### Problem details:
Skip the pictures. Copy all the rest of the records down exactly.

Stored data entries:

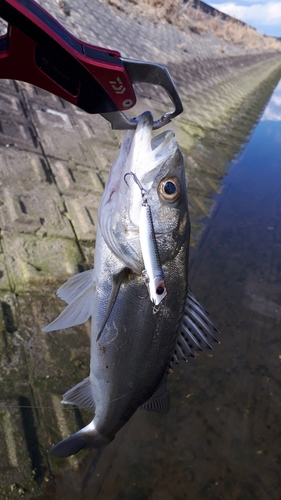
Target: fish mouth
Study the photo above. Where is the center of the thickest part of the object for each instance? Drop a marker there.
(150, 151)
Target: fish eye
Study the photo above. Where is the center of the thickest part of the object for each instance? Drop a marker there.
(160, 290)
(169, 189)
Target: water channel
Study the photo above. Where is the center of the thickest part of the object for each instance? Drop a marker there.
(221, 438)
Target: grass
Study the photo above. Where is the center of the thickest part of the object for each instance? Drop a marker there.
(192, 20)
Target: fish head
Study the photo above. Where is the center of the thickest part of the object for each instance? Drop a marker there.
(157, 164)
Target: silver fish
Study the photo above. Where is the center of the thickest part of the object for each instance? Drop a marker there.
(153, 273)
(133, 347)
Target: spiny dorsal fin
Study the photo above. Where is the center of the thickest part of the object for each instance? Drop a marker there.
(196, 331)
(159, 401)
(81, 395)
(76, 286)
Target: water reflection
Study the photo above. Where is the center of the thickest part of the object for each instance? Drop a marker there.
(273, 110)
(221, 438)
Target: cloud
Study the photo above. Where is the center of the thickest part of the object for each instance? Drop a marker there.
(256, 14)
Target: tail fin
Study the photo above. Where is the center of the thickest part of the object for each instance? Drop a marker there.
(88, 437)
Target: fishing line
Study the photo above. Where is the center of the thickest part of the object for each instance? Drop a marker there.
(41, 407)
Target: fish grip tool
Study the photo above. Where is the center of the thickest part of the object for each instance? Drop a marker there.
(37, 49)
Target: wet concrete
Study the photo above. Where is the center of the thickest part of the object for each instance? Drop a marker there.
(54, 161)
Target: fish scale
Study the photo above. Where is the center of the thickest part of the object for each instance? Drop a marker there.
(134, 343)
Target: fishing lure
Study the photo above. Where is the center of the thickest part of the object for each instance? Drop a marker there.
(152, 274)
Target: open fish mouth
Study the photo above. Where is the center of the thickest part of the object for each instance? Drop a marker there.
(135, 338)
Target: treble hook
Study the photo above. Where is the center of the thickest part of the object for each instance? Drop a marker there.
(143, 191)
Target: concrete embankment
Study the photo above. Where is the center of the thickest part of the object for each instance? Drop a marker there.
(54, 160)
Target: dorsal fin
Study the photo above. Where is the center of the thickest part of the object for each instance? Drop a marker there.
(159, 401)
(81, 395)
(196, 331)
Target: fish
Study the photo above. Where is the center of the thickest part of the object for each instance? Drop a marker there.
(134, 343)
(153, 272)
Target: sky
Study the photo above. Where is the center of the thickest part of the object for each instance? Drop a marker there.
(264, 15)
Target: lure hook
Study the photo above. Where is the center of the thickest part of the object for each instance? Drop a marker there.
(137, 181)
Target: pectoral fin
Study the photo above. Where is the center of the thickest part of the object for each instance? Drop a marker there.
(79, 292)
(116, 283)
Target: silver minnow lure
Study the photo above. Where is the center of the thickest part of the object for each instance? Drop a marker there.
(132, 348)
(153, 274)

### Answer to the task:
Target: fish mouth
Study the photo above. Where is the center of the thickest part of the object for each instance? Drop a marker there.
(150, 151)
Target: fish eye
Study the photo above. Where is the center of the thickest part of the object for each instance? Drop a marker there.
(160, 290)
(169, 189)
Target: water channel
Study the photo above. Where is the center of the thickest part of the object for each instance? Drop a marker there.
(221, 438)
Target: grass
Study the photo above. Where is the center of the thickest part of the object for each instance? Drop a marker there.
(192, 20)
Target: fish head
Study the photo above. Where is the center of the thickest part of the object for each instance? Drop a marker there.
(157, 164)
Target: silver fish
Study the photo above. Where is the center of the thickest part of the object for each instance? Drop a marker there.
(153, 273)
(133, 347)
Target: spiny dorsal fin
Study the photo above. Where is the center of the thickest part of the object for each instance? Drop a marker there.
(196, 331)
(159, 401)
(81, 395)
(76, 286)
Target: water reflection
Study the photo above. Where is the center of the thickest part of the object for each instance? Drop a marker there.
(273, 110)
(221, 438)
Target: cloud
Study the photo above. Where is the center of the thickest part of the object for each instance? Drop a marker there.
(256, 14)
Target: tail fin
Study the photo above. Where is the center of the thickest part of the object for each instance? Drop a marker there.
(88, 437)
Target: fishing line
Study the photo above. Where is the center of the thickest part of the object for each instance? Drop a marker there.
(41, 407)
Target: fish grip tool
Study the photo above. Where is the center of the thickest part of the object for each instance? Drop a marker there.
(37, 49)
Target: wet concrete
Study the photo above. Where is the center of the thickest part of the object for each instance? Drop a marker there.
(54, 161)
Target: fish scale
Study the photo above. Where is the center of the thickest part of the object for each instance? Drop a marker there.
(134, 343)
Target: fishing lure
Study the photo above. Where is the center of the thickest part of the object for each instance? Drop a marker there.
(152, 274)
Target: open fish mouth
Study the photo above. Where is the center of the thickest part of the object for each instance? Drop a marker there.
(135, 338)
Target: treble hook
Study the photo above. Where is the center of the thickest part of the object for each instance? Drop a marker there.
(143, 191)
Target: concrete embankment
Study the photo above. Where is the center of the thickest part of the object for each instance? Drop a marker there.
(54, 160)
Target: dorsal fin
Study the photo above. Where is the center of the thickest part of the object for each instance? Drop a marker there.
(159, 401)
(81, 395)
(196, 331)
Target: fish
Study the photo above. Where is the center of the thickest part of the object for each instance? Drop a marker there.
(134, 343)
(153, 272)
Target: sky
Study the photo above. Where is the center of the thickest part of the object for each instance? Drop a marker there.
(264, 15)
Target: lure hook
Study the photo above. Where is the center of the thickest part of the object for each instance? Drop a marker there.
(137, 181)
Target: pectoral fin
Study the photo above. Where is the center of the thickest part of the object for each instance? Drop a marker there.
(79, 292)
(116, 283)
Target: silver minnow lure
Study the photo above. Where is the center of the thickest part of the object for each instance? Drop a marker there.
(132, 348)
(153, 274)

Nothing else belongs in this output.